### Extracted text
------------------------------------------------------------------------

Let's address the obvious when discussing what the Philadelphia 76ers did on Thursday: that team is going to be really, really bad next season. Possibly even Bobcats bad. (To recap: the Sixers traded Jrue Holiday, a 23-year-old All-Star, to the Pelicans for Nerlens Noel and a protected 2014 first-round pick. Philly also picked Michael Carter-Williams at No. 11)
This is a Sixers squad that went 34-48 with Holiday playing almost 3,000 minutes. Take that away and replace it with a rookie -- Michael Carter-Williams, specifically -- and they're losing some of those wins. With Holiday gone, new general manager Sam Hinkie might try to find new homes for other veteran contracts like Jason Richardson and maybe even Thaddeus Young. That would mean more losses. Spencer Hawes, I repeat Spencer Hawes, is currently on track to again be the opening day starting center and that's obviously not good for wins. Oh, and the Sixers don't yet have a head coach. We'll see which way the front office goes, but since Philly is now in full rebuild mode, one would expect a young coach, possibly a first-timer.
So, again, the Sixers are going to be bad. But that's good ... for a rebuilding team.
The 2014 NBA Draft is stacked like a plate of pancakes in Iowa. It's not just Andrew Wiggins, a surefire No. 1 pick who folks are comparing to Kevin Durant in terms of impact. After Wiggins, there's Jabari Parker, Julius Randle, Aaron Gordon (maybe the best prospect out of California in a generation), Andrew Harrison, Marcus Smart, Mitch McGary ... and the list goes on and on. There might be -- no lie -- a dozen guys who would have been in play for No. 1 in 2013.
The Sixers will be bad in 2013-14. Their pick in that draft will be high, maybe even No. 1. Plus, in that little Holiday deal, New Orleans sent their own 2014 first to Philly, protected only through the first five picks. The Pelicans picked No. 6 this year, just added Holiday and still have more cap space to work with.
In all likelihood, the Sixers will have their own very high pick in addition to a pick that lands anywhere from No. 6 to No. 15 or so. In the best draft in ages. That's a helluva way to reboot a franchise mired in the mid-rung of the East.

------------------------------------------------------------------------

### What is required
Please continue the article on the 76ers' rebuild from the point where it stops.

### Items from a labeling collection
------------------------------------------------------------------------

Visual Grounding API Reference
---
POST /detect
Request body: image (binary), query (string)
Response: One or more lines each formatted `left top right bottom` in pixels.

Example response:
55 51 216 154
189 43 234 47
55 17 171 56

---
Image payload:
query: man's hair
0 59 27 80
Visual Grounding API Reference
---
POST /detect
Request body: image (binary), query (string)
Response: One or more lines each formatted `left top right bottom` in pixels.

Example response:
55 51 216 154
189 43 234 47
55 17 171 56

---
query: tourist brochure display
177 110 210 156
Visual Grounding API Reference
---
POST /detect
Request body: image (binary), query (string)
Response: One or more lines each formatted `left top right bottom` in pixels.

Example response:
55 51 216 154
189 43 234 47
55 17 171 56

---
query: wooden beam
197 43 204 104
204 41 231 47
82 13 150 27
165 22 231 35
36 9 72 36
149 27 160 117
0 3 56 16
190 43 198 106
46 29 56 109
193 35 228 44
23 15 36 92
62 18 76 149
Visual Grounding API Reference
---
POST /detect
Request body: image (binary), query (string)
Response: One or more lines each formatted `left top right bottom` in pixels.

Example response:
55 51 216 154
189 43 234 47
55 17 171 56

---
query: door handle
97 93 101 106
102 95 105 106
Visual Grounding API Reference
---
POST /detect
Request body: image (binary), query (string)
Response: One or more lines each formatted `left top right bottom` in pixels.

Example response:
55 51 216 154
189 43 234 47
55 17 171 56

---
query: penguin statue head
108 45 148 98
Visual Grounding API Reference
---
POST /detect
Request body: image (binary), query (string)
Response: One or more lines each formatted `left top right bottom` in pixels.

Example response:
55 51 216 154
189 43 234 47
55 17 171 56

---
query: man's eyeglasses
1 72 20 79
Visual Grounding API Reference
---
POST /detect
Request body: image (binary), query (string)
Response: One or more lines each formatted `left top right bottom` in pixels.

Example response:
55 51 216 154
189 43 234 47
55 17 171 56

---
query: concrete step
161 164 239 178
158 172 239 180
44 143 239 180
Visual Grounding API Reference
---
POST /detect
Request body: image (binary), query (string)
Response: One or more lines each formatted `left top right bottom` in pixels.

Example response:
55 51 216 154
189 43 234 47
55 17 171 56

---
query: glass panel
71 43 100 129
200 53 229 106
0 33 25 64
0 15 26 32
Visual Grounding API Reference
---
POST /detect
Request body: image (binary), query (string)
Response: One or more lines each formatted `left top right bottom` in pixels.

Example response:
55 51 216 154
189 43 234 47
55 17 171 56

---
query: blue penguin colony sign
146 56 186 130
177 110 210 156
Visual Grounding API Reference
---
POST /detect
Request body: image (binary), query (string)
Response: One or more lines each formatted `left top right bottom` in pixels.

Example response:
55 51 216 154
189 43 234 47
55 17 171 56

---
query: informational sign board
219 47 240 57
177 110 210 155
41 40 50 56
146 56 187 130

------------------------------------------------------------------------

### Exercise response
Noel and MCW have a lot of pressure on them as the new stars of the team, but help will be on its way because Hinkie will be on the hot seat to make it all pan out. The general public is already skeptical of him based on his background: he's a numbers guy, which some folks still see as being in opposition to the scout guys (which is inane by the way). Trading a young All-Star is really risky, but when you look at the long play, it's a no-brainer move. A Sixers team that lights this fuse will end up in a potentially much stronger position than one that continues to plug along tinkering with the edges.
The two players whose future I question now are Young and Evan Turner. Thad just turned 25, and is on a reasonable deal. Can Hinkie convince him things will be much better in a couple years if he hangs tight and develops his game? Turner is 24, and eligible for an extension. If he doesn't get it, he'll be a restricted free agent in 2014. What assets can Hinkie pick up for either? Or is it worth seeing how they mesh with MCW and Noel and eventually the two 2014 picks? That's a decision Hinkie will have to make in the coming weeks.
This almost certainly slams the door on the horrendous Year of Andrew Bynum in Philly, by the way: you're not taking a high-dollar risk on a center with an eye toward the future. So the mercurial big man will be changing teams again. We'll see who loads up the dice and gambles on his knee and spirit.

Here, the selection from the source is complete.